Given instruction | Repeat the data that begins at the line containing "Detect lizard head in this photo." and ends after the line containing "258, 74, 466, 215", substituting "Locate" for every "Detect" and leaving everything else unchanged.

Records for the task |
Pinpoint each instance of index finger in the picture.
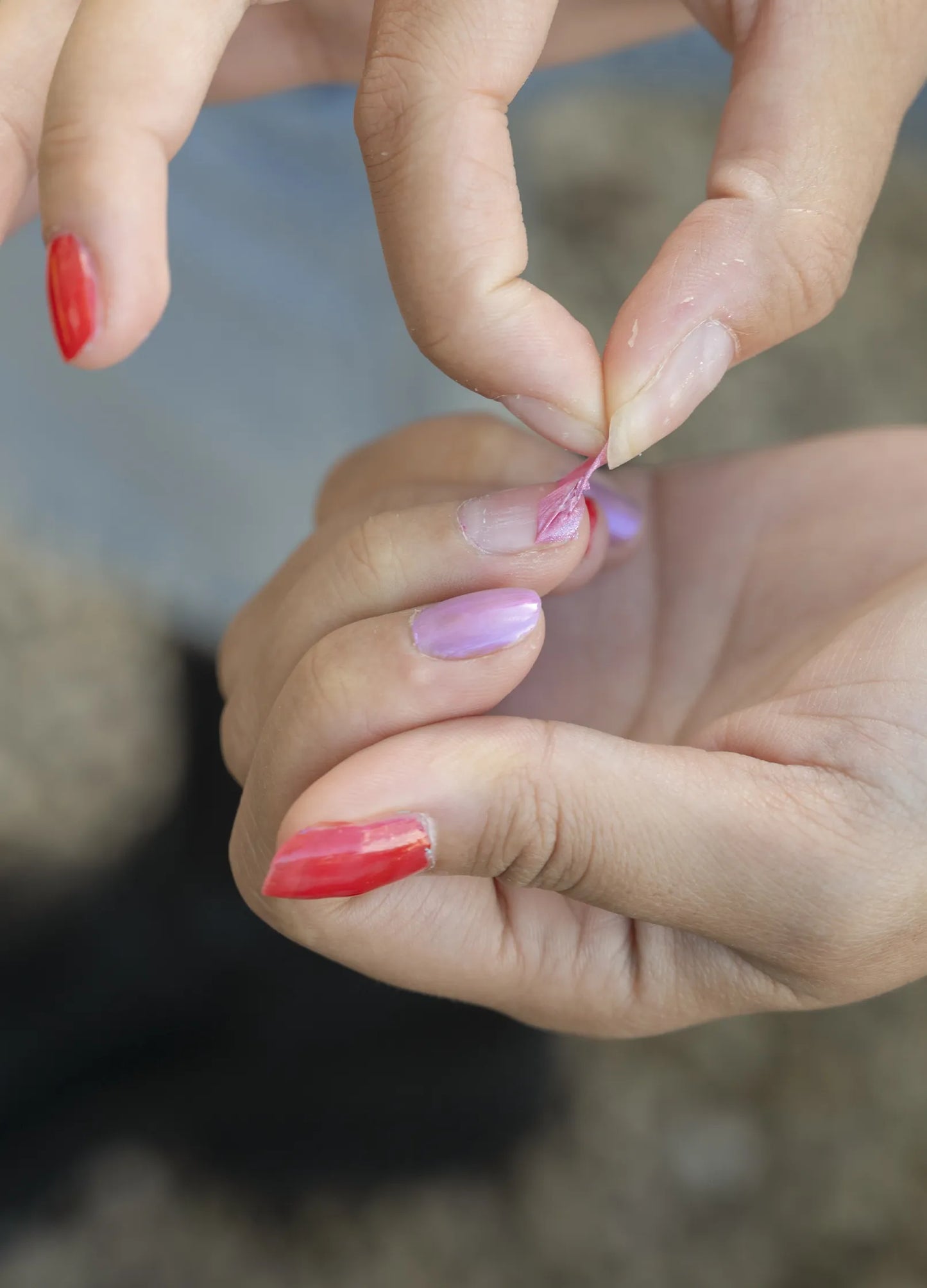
[355,0,605,453]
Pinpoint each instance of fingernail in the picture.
[261,814,434,899]
[46,233,97,362]
[498,394,602,456]
[457,487,579,555]
[590,483,643,543]
[412,589,541,661]
[608,322,734,469]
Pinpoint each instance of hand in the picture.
[357,0,927,466]
[7,0,680,367]
[221,421,927,1035]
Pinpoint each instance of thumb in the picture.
[264,716,840,960]
[604,0,927,466]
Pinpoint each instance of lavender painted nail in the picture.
[590,483,643,542]
[412,589,541,661]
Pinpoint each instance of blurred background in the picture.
[0,22,927,1288]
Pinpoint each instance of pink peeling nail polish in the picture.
[536,447,606,542]
[412,588,541,661]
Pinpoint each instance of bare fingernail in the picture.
[590,483,643,545]
[498,394,605,456]
[457,487,579,555]
[608,321,735,469]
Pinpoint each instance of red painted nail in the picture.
[261,814,431,899]
[46,233,97,362]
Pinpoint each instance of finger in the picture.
[605,0,927,466]
[224,488,605,755]
[220,416,608,691]
[355,0,605,453]
[223,589,543,835]
[208,3,370,103]
[0,0,78,237]
[38,0,246,367]
[264,717,853,984]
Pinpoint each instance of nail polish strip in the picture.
[412,588,541,662]
[261,814,434,899]
[590,482,643,545]
[536,447,608,542]
[46,233,97,362]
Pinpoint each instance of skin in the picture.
[7,0,927,465]
[220,419,927,1037]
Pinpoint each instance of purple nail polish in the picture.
[590,483,643,542]
[412,589,541,661]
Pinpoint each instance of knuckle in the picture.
[477,721,577,892]
[715,161,858,332]
[0,112,38,174]
[219,693,255,784]
[291,631,361,727]
[336,515,403,598]
[38,117,98,167]
[778,210,856,331]
[229,792,268,921]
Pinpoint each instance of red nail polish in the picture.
[261,814,431,899]
[46,233,97,362]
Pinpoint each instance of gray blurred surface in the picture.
[0,40,927,1288]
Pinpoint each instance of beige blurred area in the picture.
[0,90,927,1288]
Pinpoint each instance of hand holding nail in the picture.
[221,420,927,1035]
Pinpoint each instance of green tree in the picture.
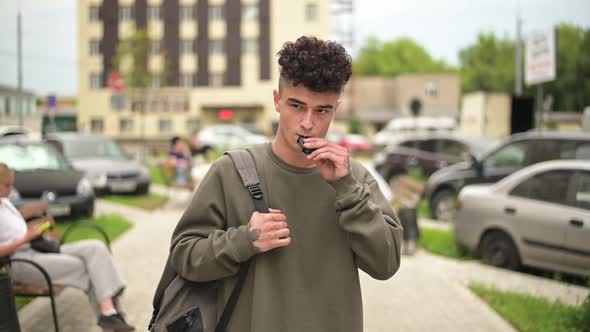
[353,37,455,76]
[459,33,516,93]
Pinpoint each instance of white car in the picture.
[197,124,268,150]
[455,160,590,276]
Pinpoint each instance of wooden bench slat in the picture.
[12,284,64,296]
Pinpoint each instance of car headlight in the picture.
[76,178,94,196]
[87,173,107,188]
[375,152,385,165]
[8,188,20,202]
[139,166,150,178]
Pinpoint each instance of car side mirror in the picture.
[471,156,483,174]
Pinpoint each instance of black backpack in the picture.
[148,150,270,332]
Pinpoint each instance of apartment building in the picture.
[78,0,330,142]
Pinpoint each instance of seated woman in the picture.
[167,136,192,187]
[0,163,135,331]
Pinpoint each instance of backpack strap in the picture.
[148,150,270,332]
[215,150,270,332]
[225,150,270,213]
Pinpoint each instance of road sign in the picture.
[525,29,556,85]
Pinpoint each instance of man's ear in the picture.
[272,89,281,113]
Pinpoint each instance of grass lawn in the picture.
[102,194,168,211]
[16,215,133,310]
[469,284,590,332]
[418,227,471,259]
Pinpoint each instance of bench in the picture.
[0,221,111,332]
[393,175,425,255]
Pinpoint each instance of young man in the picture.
[171,37,402,332]
[0,163,135,332]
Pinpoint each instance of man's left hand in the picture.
[304,137,350,181]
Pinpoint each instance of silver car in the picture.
[455,160,590,276]
[45,133,151,194]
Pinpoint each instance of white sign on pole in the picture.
[525,29,556,85]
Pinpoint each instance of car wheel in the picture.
[387,174,401,192]
[430,189,457,222]
[480,231,520,270]
[135,184,150,195]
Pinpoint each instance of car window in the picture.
[437,139,469,159]
[574,172,590,210]
[484,141,532,169]
[63,139,127,159]
[510,170,574,205]
[0,144,67,171]
[399,140,418,149]
[418,139,436,153]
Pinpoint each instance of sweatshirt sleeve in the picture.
[329,165,403,280]
[170,158,257,281]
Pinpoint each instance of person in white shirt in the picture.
[0,163,135,331]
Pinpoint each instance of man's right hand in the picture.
[249,209,291,252]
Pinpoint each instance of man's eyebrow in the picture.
[287,97,307,105]
[287,97,334,109]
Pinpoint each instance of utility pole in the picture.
[332,0,356,119]
[514,13,522,97]
[16,1,23,127]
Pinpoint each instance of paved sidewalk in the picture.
[19,193,588,332]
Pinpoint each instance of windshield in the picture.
[0,144,68,171]
[63,139,127,159]
[466,137,500,160]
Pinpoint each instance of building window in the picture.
[90,118,104,134]
[209,5,225,21]
[209,39,223,54]
[150,75,162,89]
[119,6,133,22]
[305,3,318,22]
[148,6,160,21]
[150,40,162,54]
[209,74,223,86]
[180,74,193,88]
[180,40,193,54]
[242,4,258,22]
[180,6,194,21]
[424,81,438,97]
[119,119,133,133]
[90,39,100,55]
[158,119,172,133]
[90,74,102,89]
[242,38,258,54]
[88,6,100,22]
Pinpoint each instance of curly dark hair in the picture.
[277,36,352,93]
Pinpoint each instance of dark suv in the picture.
[0,136,95,217]
[375,133,497,187]
[425,131,590,221]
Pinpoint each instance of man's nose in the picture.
[300,110,313,130]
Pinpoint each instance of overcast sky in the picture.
[0,0,590,95]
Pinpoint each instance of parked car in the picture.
[374,116,457,147]
[45,132,151,194]
[455,160,590,276]
[0,136,95,217]
[425,131,590,221]
[326,132,373,153]
[197,124,268,150]
[375,133,498,187]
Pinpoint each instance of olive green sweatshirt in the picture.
[171,144,402,332]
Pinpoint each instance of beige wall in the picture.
[78,0,330,139]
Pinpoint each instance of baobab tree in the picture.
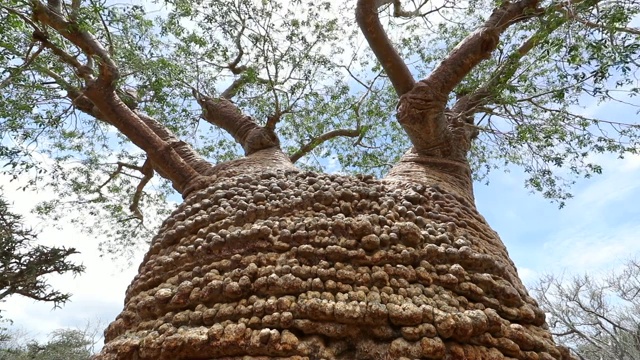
[0,0,640,360]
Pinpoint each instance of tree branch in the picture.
[289,129,360,164]
[356,0,415,96]
[31,0,212,196]
[192,88,280,156]
[421,0,538,96]
[129,158,153,222]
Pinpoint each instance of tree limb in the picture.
[289,129,360,164]
[129,158,153,222]
[31,0,120,90]
[192,89,280,155]
[356,0,415,96]
[421,0,538,97]
[31,0,211,196]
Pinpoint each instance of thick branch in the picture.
[62,84,213,187]
[289,129,360,164]
[356,0,415,96]
[26,1,214,196]
[129,158,153,221]
[397,0,537,161]
[421,0,538,96]
[193,90,280,156]
[84,83,202,195]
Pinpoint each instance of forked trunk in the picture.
[96,143,569,360]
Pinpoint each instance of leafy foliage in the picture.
[0,193,84,305]
[0,329,94,360]
[533,261,640,360]
[0,0,640,252]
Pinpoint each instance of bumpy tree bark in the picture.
[97,143,568,360]
[33,0,570,360]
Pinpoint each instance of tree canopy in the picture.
[533,260,640,360]
[0,0,640,251]
[0,329,96,360]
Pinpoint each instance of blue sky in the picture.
[0,0,640,346]
[0,147,640,346]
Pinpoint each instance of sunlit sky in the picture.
[0,141,640,346]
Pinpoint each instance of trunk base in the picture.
[95,170,568,360]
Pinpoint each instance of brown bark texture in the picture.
[71,0,571,360]
[95,121,570,360]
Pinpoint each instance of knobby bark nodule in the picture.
[25,0,570,360]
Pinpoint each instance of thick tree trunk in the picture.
[96,148,568,360]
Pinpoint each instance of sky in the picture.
[0,147,640,346]
[0,0,640,352]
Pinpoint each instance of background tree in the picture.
[533,260,640,360]
[0,329,96,360]
[0,191,84,312]
[0,0,640,359]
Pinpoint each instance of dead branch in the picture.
[31,0,210,196]
[289,129,360,164]
[421,0,538,97]
[356,0,415,96]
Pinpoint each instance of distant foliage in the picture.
[533,260,640,360]
[0,329,94,360]
[0,194,84,306]
[0,0,640,252]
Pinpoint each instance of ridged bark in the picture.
[96,150,569,360]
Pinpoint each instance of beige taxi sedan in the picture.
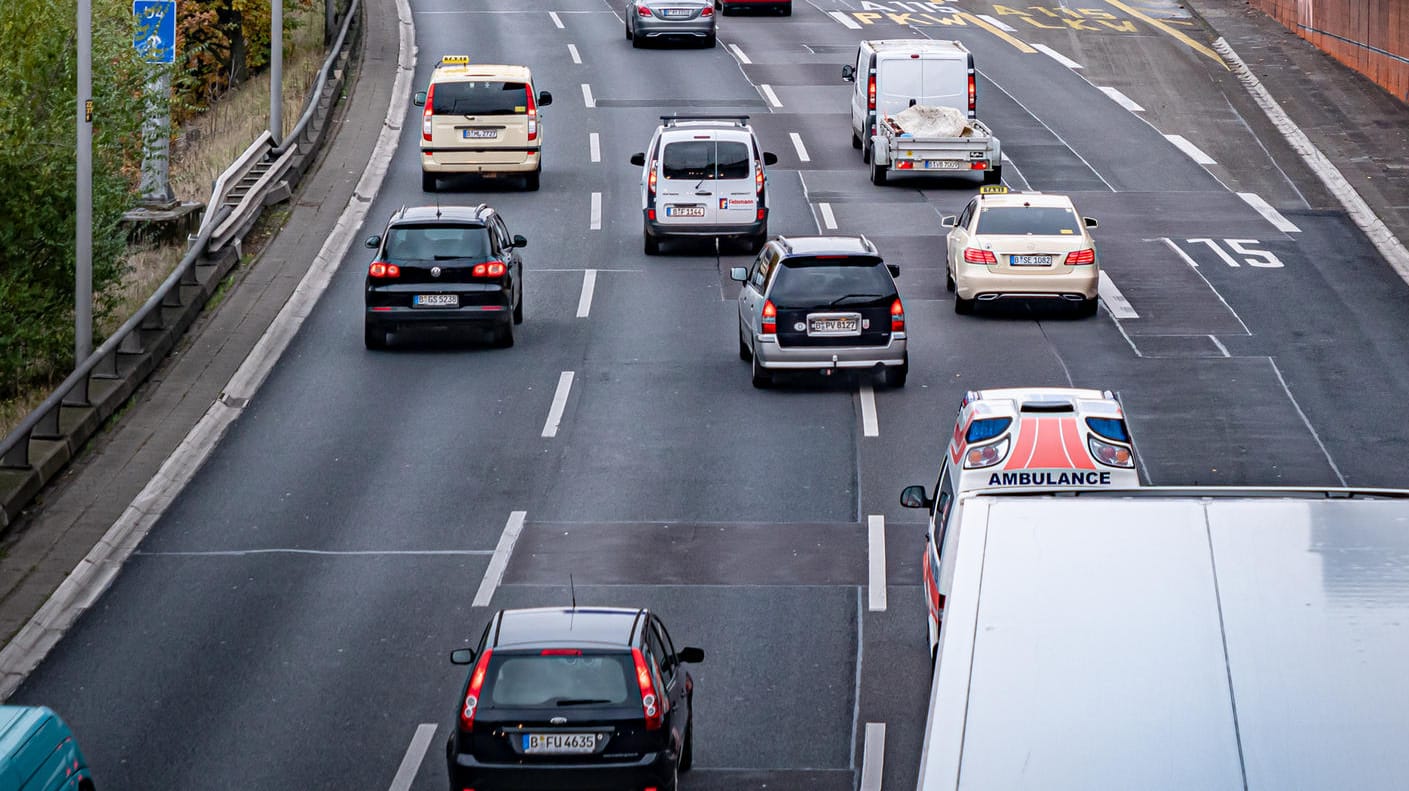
[941,186,1100,316]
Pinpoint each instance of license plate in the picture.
[523,733,597,756]
[411,293,459,307]
[1009,255,1053,266]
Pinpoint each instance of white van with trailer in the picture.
[841,38,1003,185]
[910,486,1409,791]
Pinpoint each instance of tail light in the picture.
[964,247,998,265]
[631,649,665,730]
[421,83,435,142]
[459,649,493,730]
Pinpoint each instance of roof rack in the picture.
[661,113,748,127]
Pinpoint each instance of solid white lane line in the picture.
[542,371,572,437]
[1100,87,1144,113]
[867,513,885,612]
[471,510,528,606]
[1164,134,1217,165]
[861,385,881,437]
[578,269,597,319]
[788,133,812,162]
[1237,192,1302,234]
[861,722,885,791]
[827,11,861,30]
[1033,44,1081,69]
[389,722,435,791]
[1096,272,1140,319]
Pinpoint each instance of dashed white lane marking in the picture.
[978,14,1017,32]
[861,722,885,791]
[1096,272,1140,319]
[542,371,572,437]
[1237,192,1302,234]
[471,510,528,606]
[1033,44,1081,69]
[389,722,435,791]
[867,513,885,612]
[827,11,861,30]
[788,133,812,162]
[1100,87,1144,113]
[861,385,881,437]
[1164,134,1217,165]
[578,269,597,319]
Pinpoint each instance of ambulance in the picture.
[900,388,1140,660]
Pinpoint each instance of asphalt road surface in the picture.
[13,0,1409,791]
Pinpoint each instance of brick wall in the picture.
[1251,0,1409,102]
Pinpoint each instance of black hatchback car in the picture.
[364,204,528,348]
[445,608,705,791]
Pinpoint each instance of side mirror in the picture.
[900,484,934,509]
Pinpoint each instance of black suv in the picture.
[364,203,528,348]
[445,608,705,791]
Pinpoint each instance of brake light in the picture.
[421,83,435,142]
[964,247,998,265]
[631,649,665,730]
[459,649,493,730]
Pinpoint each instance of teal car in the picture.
[0,706,94,791]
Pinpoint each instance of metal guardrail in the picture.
[0,0,361,473]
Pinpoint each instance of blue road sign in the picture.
[132,0,176,63]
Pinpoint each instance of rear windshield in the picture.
[768,258,895,307]
[480,653,641,708]
[661,140,750,180]
[382,226,489,261]
[975,206,1081,237]
[431,80,528,116]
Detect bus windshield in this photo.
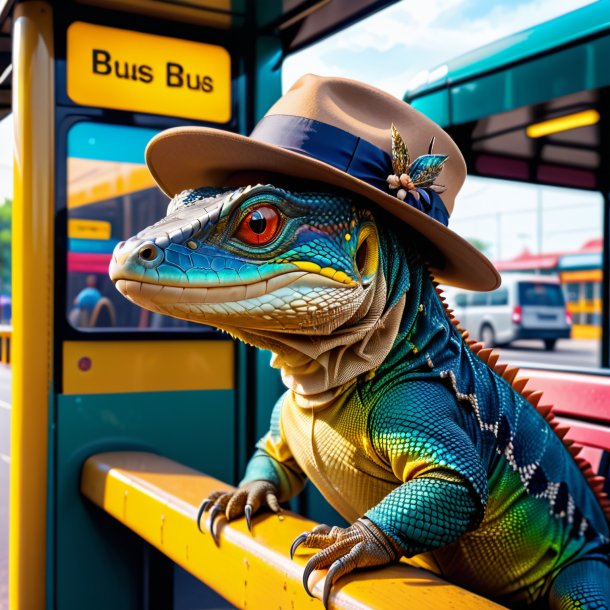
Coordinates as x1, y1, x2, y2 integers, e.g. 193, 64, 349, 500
66, 122, 202, 330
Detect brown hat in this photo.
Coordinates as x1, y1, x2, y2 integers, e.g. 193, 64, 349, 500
146, 74, 500, 290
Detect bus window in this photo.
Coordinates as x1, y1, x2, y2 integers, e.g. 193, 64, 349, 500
489, 288, 508, 305
468, 292, 488, 307
449, 176, 604, 367
66, 122, 202, 330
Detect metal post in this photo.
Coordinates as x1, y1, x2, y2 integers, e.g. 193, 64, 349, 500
600, 191, 610, 368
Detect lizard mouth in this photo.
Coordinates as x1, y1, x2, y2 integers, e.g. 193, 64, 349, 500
115, 271, 356, 305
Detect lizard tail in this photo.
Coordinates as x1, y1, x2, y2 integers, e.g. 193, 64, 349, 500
430, 275, 610, 522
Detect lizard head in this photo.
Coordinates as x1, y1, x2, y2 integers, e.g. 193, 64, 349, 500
110, 185, 379, 334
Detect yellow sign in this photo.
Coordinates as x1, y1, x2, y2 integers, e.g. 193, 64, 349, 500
68, 218, 112, 239
67, 22, 231, 123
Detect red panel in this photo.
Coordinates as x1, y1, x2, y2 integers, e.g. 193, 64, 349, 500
557, 417, 610, 451
520, 369, 610, 424
475, 154, 529, 180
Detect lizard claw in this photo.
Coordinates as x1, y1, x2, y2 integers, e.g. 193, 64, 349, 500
290, 532, 309, 559
244, 504, 252, 532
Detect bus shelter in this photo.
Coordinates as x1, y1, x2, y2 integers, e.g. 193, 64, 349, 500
404, 1, 610, 367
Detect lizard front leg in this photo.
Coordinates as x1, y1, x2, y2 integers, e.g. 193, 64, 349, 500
290, 517, 401, 608
197, 481, 281, 544
293, 384, 488, 603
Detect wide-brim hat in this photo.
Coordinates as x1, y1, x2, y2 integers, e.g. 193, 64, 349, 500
146, 74, 500, 291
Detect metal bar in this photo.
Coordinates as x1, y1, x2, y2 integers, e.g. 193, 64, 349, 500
81, 452, 500, 610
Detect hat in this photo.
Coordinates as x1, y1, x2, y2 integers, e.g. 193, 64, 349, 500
146, 74, 500, 290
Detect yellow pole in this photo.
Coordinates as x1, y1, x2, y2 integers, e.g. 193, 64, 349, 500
9, 2, 54, 610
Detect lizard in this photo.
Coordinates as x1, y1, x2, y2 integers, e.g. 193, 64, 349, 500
110, 179, 610, 609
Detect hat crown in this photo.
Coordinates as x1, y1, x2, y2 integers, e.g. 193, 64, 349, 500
258, 74, 466, 215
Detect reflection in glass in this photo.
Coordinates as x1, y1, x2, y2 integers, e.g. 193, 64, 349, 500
66, 122, 202, 329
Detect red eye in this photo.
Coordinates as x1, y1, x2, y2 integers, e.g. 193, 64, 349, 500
235, 205, 280, 246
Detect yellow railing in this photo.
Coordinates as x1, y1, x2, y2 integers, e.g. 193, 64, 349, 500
0, 324, 13, 364
81, 452, 499, 610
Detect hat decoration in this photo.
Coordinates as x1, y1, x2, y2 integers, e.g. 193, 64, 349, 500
387, 123, 449, 213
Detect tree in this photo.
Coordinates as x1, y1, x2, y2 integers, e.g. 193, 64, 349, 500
0, 199, 13, 296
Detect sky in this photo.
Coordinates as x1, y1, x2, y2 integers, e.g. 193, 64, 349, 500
282, 0, 607, 260
0, 114, 13, 203
0, 0, 608, 260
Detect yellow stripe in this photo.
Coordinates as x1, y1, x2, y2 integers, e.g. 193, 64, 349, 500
561, 269, 602, 284
63, 341, 234, 394
81, 452, 500, 610
68, 157, 155, 209
9, 2, 55, 610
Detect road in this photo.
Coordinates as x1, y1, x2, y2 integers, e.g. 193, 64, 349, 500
497, 339, 600, 368
0, 339, 600, 610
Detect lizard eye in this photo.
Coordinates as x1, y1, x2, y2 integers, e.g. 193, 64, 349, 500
235, 205, 281, 246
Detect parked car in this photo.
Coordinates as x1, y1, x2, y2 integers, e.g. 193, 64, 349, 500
446, 274, 572, 350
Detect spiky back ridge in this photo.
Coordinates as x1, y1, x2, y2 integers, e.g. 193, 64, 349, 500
430, 276, 610, 522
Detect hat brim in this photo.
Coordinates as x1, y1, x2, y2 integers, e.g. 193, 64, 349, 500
146, 127, 500, 291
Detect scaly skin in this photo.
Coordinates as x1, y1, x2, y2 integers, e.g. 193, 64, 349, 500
111, 186, 610, 609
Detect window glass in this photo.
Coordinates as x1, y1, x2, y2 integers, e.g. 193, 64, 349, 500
455, 292, 466, 307
449, 176, 603, 367
282, 0, 595, 98
66, 122, 202, 330
0, 114, 14, 324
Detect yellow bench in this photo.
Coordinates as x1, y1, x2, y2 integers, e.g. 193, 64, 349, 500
81, 452, 500, 610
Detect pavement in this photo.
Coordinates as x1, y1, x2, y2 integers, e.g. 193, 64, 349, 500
0, 339, 600, 610
0, 364, 12, 610
497, 339, 601, 368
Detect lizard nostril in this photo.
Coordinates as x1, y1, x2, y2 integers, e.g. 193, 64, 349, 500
138, 244, 157, 261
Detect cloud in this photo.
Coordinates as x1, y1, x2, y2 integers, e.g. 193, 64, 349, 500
283, 0, 594, 97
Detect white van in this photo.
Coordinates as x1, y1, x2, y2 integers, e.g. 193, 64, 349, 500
445, 273, 572, 350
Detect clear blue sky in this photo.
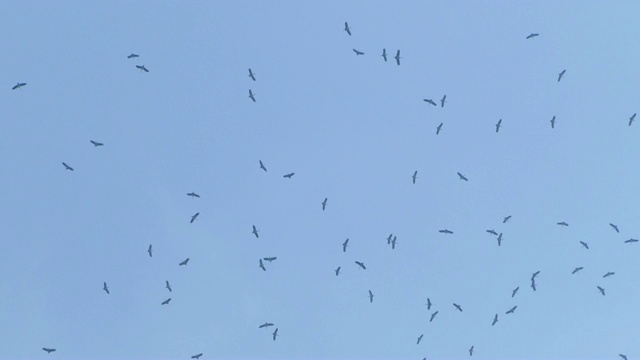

Response to this exercise |
Locate lizard head in this photo.
Coordinates as x1, y1, x2, y2 integers, e.g. 193, 64, 349, 500
110, 185, 379, 334
Locate yellow sign in this photo.
Coordinates as x1, y1, x2, y2 integers, e.g. 193, 64, 349, 500
68, 218, 112, 239
67, 22, 231, 123
Locate red panel in this photo.
Coordinates as x1, y1, x2, y2 integers, e.g. 193, 64, 349, 500
557, 417, 610, 451
520, 369, 610, 424
475, 154, 529, 180
Locate lizard claw in this photo.
Coordinates as x1, y1, x2, y2 integers, e.g. 193, 64, 349, 500
290, 532, 309, 559
244, 504, 252, 532
Locate bus shelter in this photo.
Coordinates as x1, y1, x2, y2 integers, e.g. 193, 64, 349, 500
404, 1, 610, 367
Locate lizard front leg in this photo.
Coordinates as x1, y1, x2, y2 integers, e.g. 193, 64, 349, 500
290, 517, 401, 608
197, 481, 281, 544
293, 384, 488, 603
Locate wide-brim hat in this photo.
Coordinates as x1, y1, x2, y2 integers, e.g. 193, 64, 349, 500
146, 74, 500, 291
Locate metal bar in this photo.
Coordinates as x1, y1, x2, y2 integers, e.g. 193, 64, 349, 500
81, 452, 500, 610
Locate hat in this photo.
Coordinates as x1, y1, x2, y2 integers, e.g. 193, 64, 349, 500
146, 74, 500, 290
Locate yellow pole in this photo.
Coordinates as x1, y1, x2, y2 integers, e.g. 193, 64, 349, 500
9, 2, 54, 610
Locate lizard in this photo.
Coordinates as x1, y1, x2, y2 integers, e.g. 193, 64, 349, 500
110, 179, 610, 609
Locate hat crown in this photo.
Coordinates as x1, y1, x2, y2 integers, e.g. 193, 64, 349, 500
258, 74, 466, 215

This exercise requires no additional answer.